What the task requires
Copy word for word the stretch of the movie forum post from "For me, Brie" through "main character !".

Page excerpt: Begin

Originally Posted by
Korath
Having had some time to digest the movie (I saw it Wednesday morning) I think I'll stand by my first impression : it's a filler episode and what's really sad about the movie is that it had a lot of potential but failed to realize it.
For me, Brie Larson played such a BADASS female character that her Carol Danvers ended being very flat and uni-dimensional, as if nothing which had happened or was happening to her left a mark on her. And I don't begrudge Brie Larson here - I'm pretty sure that she played her role exactly as the peoples making the movie wanted her to do. But they tried so hard to make a perfect "Strong Independent Woman" (God, I hate to have to use this "catchphrase" to describe Brie's Carol when she had everything to be a very deep and relatable character - but flaws) character that, somehow, Talos and the Skrulls ended with far more character development than the main character !
The craziest thing is that when she dealt with Yon-Rogg the way she did in the movie, with the phrase she said, I 100% agreed with her, and I smiled when she said that. But I never cheered for her, because she never felt like an actual person to me. I think she lacked both her No Man's Land scene and her Bombing of the Belgian Town (I don't remember the name of the town in Wonder Woman), a scene to make her regal and heroic and one to see her down and hurt, and still thriving to do the right thing.

Page excerpt: End
Given data: Begin

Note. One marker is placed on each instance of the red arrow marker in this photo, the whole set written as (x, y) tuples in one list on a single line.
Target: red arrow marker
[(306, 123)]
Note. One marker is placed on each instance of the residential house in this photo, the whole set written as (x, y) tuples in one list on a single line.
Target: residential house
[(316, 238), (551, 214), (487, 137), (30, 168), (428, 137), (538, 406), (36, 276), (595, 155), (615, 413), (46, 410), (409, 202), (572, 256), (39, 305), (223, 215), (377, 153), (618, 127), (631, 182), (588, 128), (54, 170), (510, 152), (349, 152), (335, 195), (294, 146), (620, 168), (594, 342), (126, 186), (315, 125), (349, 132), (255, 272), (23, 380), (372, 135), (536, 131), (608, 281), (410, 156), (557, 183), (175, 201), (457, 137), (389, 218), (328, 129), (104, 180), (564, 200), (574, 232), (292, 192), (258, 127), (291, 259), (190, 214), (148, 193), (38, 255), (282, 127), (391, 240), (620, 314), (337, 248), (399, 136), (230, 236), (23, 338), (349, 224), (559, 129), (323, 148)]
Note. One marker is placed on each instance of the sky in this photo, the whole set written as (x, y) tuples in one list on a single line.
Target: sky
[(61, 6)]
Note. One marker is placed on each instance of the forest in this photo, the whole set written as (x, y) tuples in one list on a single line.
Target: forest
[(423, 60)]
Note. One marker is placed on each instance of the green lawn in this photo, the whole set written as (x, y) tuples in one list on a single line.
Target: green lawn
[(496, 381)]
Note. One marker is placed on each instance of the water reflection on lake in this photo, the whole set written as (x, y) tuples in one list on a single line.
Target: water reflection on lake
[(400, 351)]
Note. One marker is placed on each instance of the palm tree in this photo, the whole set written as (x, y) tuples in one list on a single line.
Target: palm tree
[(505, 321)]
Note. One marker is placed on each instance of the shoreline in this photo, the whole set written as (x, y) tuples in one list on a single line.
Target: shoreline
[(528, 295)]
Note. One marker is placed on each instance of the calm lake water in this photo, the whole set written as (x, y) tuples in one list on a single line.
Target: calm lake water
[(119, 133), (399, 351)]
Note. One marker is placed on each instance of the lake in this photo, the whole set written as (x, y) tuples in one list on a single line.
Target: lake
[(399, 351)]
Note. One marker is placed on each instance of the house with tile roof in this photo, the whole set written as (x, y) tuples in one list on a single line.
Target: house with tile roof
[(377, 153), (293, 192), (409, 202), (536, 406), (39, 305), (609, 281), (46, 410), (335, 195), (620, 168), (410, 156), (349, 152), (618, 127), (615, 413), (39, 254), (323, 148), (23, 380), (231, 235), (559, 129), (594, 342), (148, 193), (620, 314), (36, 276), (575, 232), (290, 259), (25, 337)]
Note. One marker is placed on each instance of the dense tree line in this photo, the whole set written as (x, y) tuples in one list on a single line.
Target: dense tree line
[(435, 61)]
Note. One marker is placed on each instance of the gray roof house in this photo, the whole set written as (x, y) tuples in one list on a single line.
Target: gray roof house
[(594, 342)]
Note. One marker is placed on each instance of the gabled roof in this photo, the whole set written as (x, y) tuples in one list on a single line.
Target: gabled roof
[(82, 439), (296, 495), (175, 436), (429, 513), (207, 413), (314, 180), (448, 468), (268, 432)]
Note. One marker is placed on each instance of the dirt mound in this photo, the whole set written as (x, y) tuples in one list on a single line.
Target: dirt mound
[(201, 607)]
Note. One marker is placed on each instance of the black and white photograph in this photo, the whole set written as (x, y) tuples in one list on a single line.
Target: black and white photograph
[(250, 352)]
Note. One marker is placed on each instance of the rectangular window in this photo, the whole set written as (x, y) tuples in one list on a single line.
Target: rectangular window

Given data: End

Task solution
For me, Brie Larson played such a BADASS female character that her Carol Danvers ended being very flat and uni-dimensional, as if nothing which had happened or was happening to her left a mark on her. And I don't begrudge Brie Larson here - I'm pretty sure that she played her role exactly as the peoples making the movie wanted her to do. But they tried so hard to make a perfect "Strong Independent Woman" (God, I hate to have to use this "catchphrase" to describe Brie's Carol when she had everything to be a very deep and relatable character - but flaws) character that, somehow, Talos and the Skrulls ended with far more character development than the main character !